[[ MATERIAL PROVIDED open ]]
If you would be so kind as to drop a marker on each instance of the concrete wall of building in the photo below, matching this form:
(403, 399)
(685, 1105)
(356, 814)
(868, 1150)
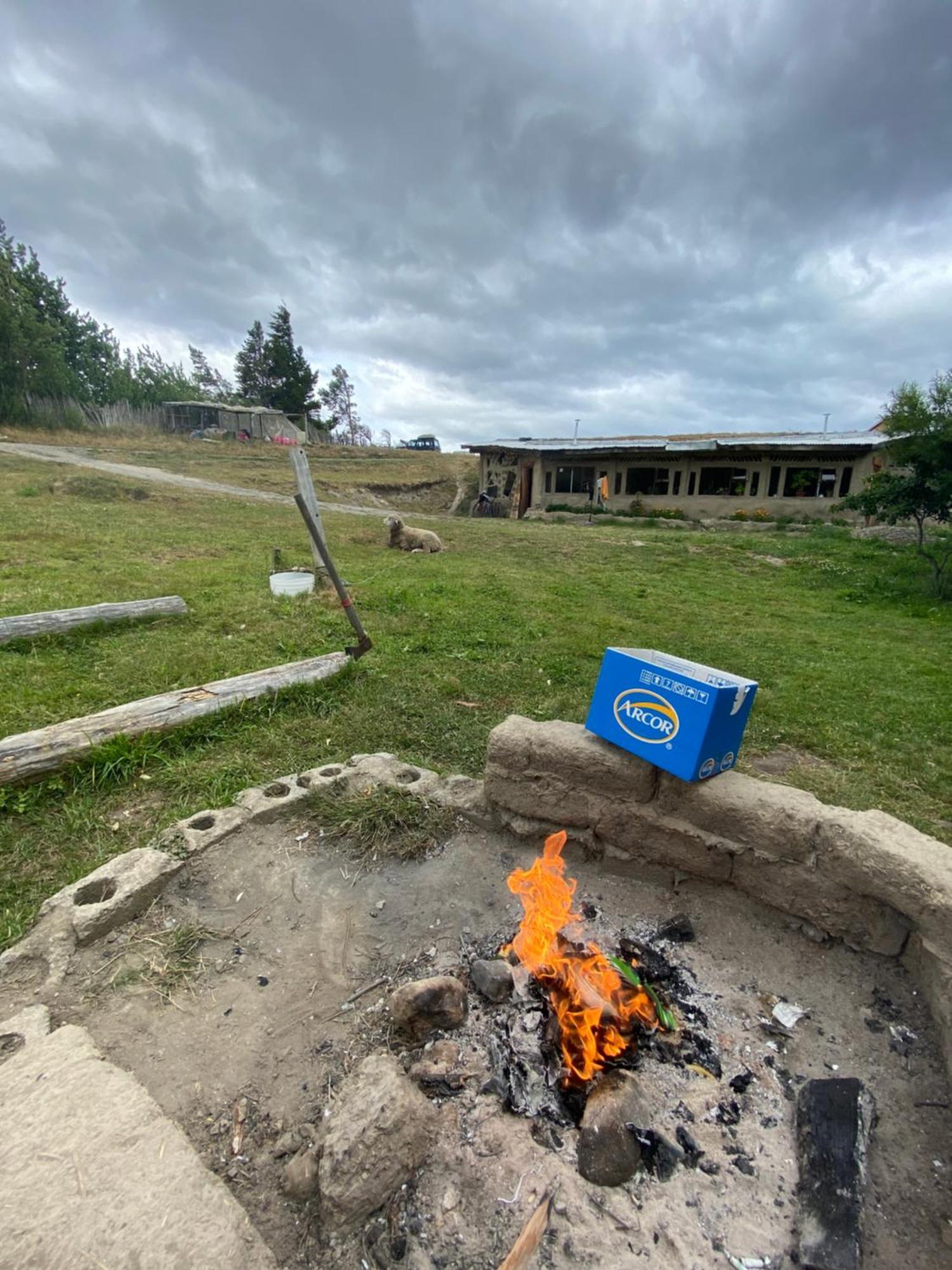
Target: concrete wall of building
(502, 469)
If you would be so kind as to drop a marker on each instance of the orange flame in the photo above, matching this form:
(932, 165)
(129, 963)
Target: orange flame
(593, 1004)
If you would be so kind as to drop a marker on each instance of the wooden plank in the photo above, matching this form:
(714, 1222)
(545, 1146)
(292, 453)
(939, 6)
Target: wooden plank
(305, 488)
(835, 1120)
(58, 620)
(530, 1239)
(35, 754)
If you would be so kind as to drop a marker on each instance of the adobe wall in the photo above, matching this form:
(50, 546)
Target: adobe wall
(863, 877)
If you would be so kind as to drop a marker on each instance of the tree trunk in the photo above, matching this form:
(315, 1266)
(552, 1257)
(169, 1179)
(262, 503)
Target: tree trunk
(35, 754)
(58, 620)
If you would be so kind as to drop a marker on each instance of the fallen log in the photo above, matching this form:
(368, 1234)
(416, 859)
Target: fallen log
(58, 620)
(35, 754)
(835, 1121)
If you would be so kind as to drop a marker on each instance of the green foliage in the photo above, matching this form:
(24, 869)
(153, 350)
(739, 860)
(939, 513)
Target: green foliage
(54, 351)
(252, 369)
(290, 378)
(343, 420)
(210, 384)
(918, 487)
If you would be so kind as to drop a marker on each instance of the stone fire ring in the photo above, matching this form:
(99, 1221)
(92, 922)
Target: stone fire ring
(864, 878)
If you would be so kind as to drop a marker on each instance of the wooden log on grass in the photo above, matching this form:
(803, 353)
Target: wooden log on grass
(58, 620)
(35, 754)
[[ MATERIAL PROVIDED closed ]]
→ DESCRIPTION OF THE TASK
Could you output exactly the lines from the one containing "(368, 1234)" to the end of the entries above, both included, and no others?

→ OUTPUT OF THE TASK
(368, 1234)
(416, 859)
Target: fallen log
(58, 620)
(35, 754)
(835, 1121)
If you would be so kind as to drop a marker on each instance of the green foliage in the photo above, matching this form:
(24, 869)
(153, 350)
(739, 860)
(939, 513)
Target: green foliage
(54, 351)
(252, 369)
(290, 378)
(343, 420)
(210, 384)
(918, 487)
If you would be so kind as to drop a marker on each instance of the stone fire ring in the photo above, matching this form:
(99, 1221)
(92, 922)
Target: stone fire ring
(864, 878)
If you would be so kind as to drop a marker on each instance of the wooden log on grass in the photo above, matching this form:
(803, 353)
Target: wooden log on grass
(58, 620)
(35, 754)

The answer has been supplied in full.